Week 11: Fast Data Streaming in the Cloud Flashcards
we'll explore Fast Data real-time streaming. We'll also introduce Storm technology, which is used widely in industries such as Yahoo. We then continue our exploration of Storm technology. We also will learn about Spark Streaming, Lambda and Kappa architectures (30 cards)
Why do we need real-time stream processing systems? What are the fundamental goals of streaming analytics?
Continuous ingestion of data with very low latency, enabling near‑instant feedback loops and minimizing data staleness for critical business decisions.
Dynamic scaling to handle fluctuating workloads and resilient pipelines that sustain heavy throughput.
Support for real‑time dashboards and rapid decision‑making across domains such as fraud detection, IoT sensor monitoring, and user personalization.
How do batch and streaming architectures differ, and what are their ideal use cases?
Batch: Accumulates data over fixed intervals; ideal for aggregated reporting, historical analytics, and workloads that tolerate higher latency.

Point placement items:
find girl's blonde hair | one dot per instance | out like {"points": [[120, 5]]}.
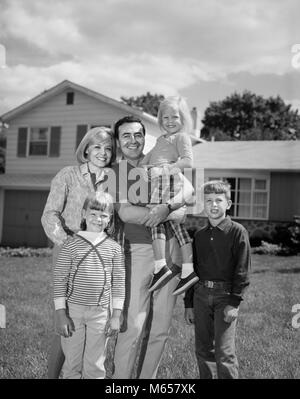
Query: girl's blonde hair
{"points": [[100, 201], [180, 104], [92, 136]]}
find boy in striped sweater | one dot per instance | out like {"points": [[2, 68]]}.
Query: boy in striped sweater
{"points": [[89, 280]]}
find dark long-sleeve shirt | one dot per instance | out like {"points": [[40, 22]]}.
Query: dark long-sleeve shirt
{"points": [[222, 253]]}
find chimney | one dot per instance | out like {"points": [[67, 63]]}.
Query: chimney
{"points": [[196, 122]]}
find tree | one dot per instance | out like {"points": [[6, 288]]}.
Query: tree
{"points": [[249, 116], [147, 102]]}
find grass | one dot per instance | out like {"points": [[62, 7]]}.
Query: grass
{"points": [[267, 344]]}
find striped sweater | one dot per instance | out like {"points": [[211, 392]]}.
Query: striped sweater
{"points": [[88, 274]]}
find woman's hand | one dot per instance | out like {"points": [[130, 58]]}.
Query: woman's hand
{"points": [[189, 316], [64, 324]]}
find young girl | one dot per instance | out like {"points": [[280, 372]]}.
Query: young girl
{"points": [[89, 271], [169, 157]]}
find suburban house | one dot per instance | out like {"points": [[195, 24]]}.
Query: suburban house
{"points": [[264, 178], [42, 137], [44, 132]]}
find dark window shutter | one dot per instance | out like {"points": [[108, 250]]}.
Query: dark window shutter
{"points": [[81, 130], [55, 141], [70, 98], [22, 142]]}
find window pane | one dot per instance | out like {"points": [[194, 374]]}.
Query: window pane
{"points": [[260, 198], [259, 211], [244, 184], [36, 148], [243, 211], [260, 184], [38, 141], [38, 134], [244, 197]]}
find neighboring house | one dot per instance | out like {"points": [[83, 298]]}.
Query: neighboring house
{"points": [[264, 178], [42, 136]]}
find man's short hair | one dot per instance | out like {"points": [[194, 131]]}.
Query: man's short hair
{"points": [[217, 187], [128, 119]]}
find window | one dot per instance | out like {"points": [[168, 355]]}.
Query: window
{"points": [[82, 129], [38, 141], [250, 197], [70, 98]]}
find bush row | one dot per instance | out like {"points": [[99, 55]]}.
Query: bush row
{"points": [[284, 240], [25, 252]]}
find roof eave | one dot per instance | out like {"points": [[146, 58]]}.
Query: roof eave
{"points": [[8, 116]]}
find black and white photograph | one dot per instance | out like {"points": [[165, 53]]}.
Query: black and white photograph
{"points": [[150, 192]]}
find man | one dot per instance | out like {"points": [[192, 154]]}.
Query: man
{"points": [[147, 316]]}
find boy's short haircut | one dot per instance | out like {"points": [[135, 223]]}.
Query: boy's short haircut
{"points": [[128, 119], [100, 201], [217, 187]]}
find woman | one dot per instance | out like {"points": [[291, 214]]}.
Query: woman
{"points": [[69, 188]]}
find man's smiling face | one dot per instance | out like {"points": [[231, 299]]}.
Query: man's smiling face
{"points": [[131, 140]]}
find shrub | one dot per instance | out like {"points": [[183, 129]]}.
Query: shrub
{"points": [[25, 252], [258, 236], [288, 237], [267, 248]]}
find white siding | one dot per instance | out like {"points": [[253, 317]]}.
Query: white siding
{"points": [[55, 112]]}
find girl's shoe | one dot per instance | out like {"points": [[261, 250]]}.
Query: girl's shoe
{"points": [[186, 283]]}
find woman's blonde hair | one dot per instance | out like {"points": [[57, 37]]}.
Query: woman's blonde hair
{"points": [[180, 104], [92, 136]]}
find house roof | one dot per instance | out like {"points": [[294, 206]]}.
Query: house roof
{"points": [[25, 181], [246, 155], [66, 84]]}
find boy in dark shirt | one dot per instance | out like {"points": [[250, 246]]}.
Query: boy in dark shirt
{"points": [[222, 263]]}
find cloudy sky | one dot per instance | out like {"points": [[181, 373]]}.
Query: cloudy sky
{"points": [[202, 49]]}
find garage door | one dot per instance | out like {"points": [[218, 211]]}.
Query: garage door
{"points": [[22, 218]]}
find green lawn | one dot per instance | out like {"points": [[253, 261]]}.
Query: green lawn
{"points": [[267, 344]]}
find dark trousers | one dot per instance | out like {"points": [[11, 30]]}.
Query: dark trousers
{"points": [[214, 338]]}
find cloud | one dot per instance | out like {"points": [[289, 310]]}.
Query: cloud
{"points": [[129, 47], [111, 75]]}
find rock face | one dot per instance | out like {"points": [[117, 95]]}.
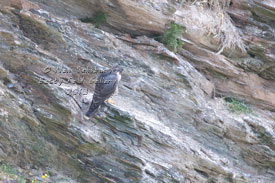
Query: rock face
{"points": [[169, 122]]}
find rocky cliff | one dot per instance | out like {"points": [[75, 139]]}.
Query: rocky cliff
{"points": [[203, 114]]}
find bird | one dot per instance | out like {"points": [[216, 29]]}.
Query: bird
{"points": [[105, 88]]}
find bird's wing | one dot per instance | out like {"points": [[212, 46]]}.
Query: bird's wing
{"points": [[104, 91]]}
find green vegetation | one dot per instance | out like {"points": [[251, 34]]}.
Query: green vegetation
{"points": [[9, 173], [172, 37], [235, 105], [98, 20]]}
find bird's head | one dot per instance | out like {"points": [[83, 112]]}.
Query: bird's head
{"points": [[117, 69]]}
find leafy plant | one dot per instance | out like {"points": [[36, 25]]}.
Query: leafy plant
{"points": [[98, 20], [235, 105], [172, 37]]}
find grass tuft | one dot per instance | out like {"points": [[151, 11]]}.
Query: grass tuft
{"points": [[172, 37], [237, 106]]}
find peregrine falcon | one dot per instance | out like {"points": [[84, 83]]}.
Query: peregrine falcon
{"points": [[106, 86]]}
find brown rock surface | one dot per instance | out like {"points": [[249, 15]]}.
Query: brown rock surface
{"points": [[170, 122]]}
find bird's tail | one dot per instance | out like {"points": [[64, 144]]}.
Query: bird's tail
{"points": [[93, 109]]}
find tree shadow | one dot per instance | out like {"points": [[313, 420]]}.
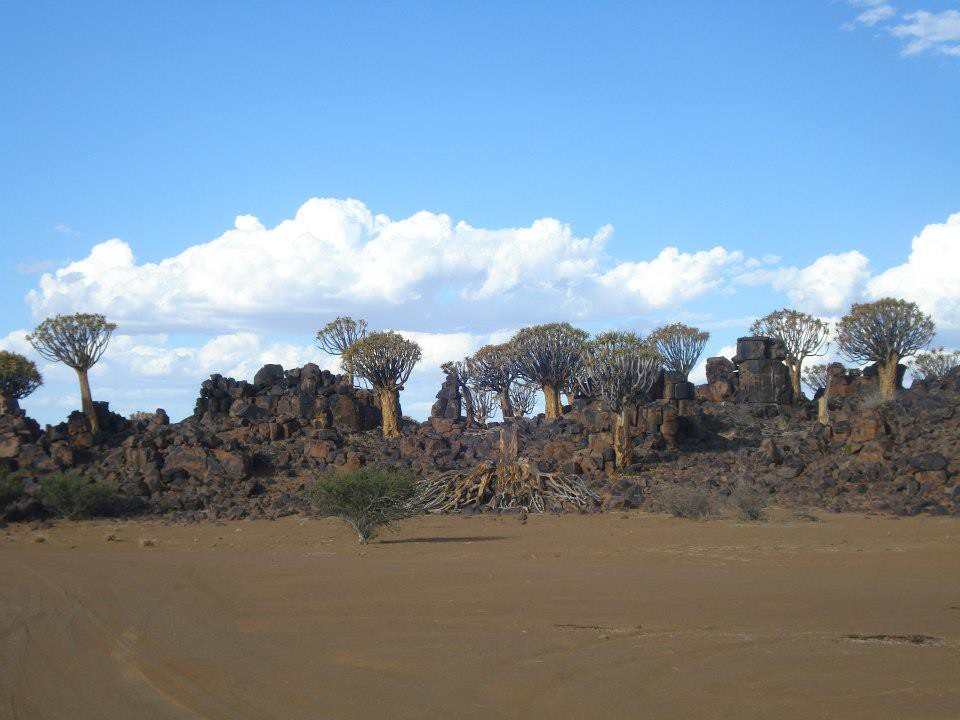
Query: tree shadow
{"points": [[469, 538]]}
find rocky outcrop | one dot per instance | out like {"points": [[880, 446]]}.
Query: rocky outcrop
{"points": [[755, 375], [251, 447], [449, 399]]}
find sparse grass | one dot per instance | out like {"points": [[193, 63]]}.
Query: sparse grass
{"points": [[11, 488], [750, 504], [368, 499], [75, 496], [686, 501]]}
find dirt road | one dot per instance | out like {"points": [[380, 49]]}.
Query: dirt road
{"points": [[607, 616]]}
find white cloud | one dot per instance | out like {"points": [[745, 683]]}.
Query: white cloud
{"points": [[672, 277], [827, 285], [922, 30], [698, 375], [337, 256], [931, 275], [35, 266], [875, 11], [927, 31]]}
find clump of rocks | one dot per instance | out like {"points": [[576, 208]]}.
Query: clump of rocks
{"points": [[251, 448]]}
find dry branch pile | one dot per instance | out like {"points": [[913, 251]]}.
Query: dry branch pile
{"points": [[517, 484]]}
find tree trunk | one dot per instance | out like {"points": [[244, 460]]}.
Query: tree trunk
{"points": [[468, 408], [887, 373], [86, 401], [794, 369], [551, 401], [622, 442], [506, 407], [389, 399], [823, 405], [509, 444]]}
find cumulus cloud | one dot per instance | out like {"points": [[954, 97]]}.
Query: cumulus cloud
{"points": [[672, 276], [874, 11], [921, 30], [827, 285], [930, 32], [931, 275], [140, 372], [336, 254]]}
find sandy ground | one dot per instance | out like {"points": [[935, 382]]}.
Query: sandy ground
{"points": [[609, 616]]}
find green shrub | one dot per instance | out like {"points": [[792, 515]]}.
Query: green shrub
{"points": [[11, 488], [686, 501], [749, 504], [75, 496], [368, 499]]}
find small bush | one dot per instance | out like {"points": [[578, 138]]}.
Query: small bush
{"points": [[687, 502], [749, 504], [11, 488], [75, 496], [368, 499]]}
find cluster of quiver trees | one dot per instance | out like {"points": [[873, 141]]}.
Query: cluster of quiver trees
{"points": [[555, 359], [619, 368]]}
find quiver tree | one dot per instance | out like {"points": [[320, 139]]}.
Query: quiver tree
{"points": [[460, 370], [801, 335], [935, 364], [619, 369], [491, 368], [18, 377], [884, 332], [817, 377], [336, 336], [523, 396], [78, 341], [680, 346], [549, 356], [385, 360], [484, 402]]}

Set of tasks ->
1 – According to the streaming flashcards, what workloads is a batch architecture ideal for?
2 – Using the streaming flashcards, explain why streaming analytics aims for continuous ingestion of data with very low latency.

Full answers ->
1 – Aggregated reporting, historical analytics, and workloads that tolerate higher latency.

2 – Very low latency enables near-instant feedback loops. It also minimizes data staleness for critical business decisions.